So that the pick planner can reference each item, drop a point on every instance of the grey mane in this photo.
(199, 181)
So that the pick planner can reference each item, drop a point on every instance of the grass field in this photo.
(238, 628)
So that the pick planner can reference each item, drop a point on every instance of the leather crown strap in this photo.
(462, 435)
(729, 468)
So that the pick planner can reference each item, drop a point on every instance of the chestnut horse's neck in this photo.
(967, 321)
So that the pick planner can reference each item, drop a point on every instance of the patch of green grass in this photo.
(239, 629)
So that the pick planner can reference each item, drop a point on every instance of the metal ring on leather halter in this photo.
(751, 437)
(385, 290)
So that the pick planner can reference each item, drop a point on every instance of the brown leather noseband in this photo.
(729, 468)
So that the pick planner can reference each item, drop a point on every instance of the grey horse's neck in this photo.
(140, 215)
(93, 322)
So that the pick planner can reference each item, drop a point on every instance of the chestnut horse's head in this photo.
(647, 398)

----------

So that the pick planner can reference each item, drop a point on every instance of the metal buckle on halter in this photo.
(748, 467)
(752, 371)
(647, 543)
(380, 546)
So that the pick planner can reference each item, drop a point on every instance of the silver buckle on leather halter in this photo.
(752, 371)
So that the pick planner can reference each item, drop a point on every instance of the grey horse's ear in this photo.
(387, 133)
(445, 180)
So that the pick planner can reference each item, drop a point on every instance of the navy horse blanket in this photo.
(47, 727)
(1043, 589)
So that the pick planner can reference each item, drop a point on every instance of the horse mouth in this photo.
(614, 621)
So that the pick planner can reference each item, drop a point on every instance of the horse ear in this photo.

----------

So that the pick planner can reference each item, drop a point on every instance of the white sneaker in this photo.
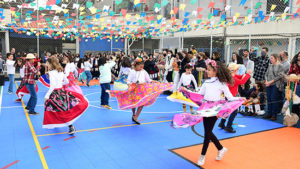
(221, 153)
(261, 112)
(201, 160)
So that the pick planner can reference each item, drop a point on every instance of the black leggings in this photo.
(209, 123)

----------

* _SEU OBJETIVO_: Atualize tudo o que vai da linha com "blanket in this photo." até a linha com "horse ear in this photo.", inclusive, substituindo "horse mouth" por "horse muzzle" e mantendo o restante inalterado.

* _RESPOSTA ESPERADA_:
So that the pick planner can reference each item, drop a point on every instance of the navy horse blanket in this photo.
(47, 727)
(1043, 589)
So that the pick planner can reference each item, drop a point on every instance of the horse muzzle in this photo.
(614, 621)
So that the pick planner can reference each item, drop a point on every instance of the horse ear in this photo.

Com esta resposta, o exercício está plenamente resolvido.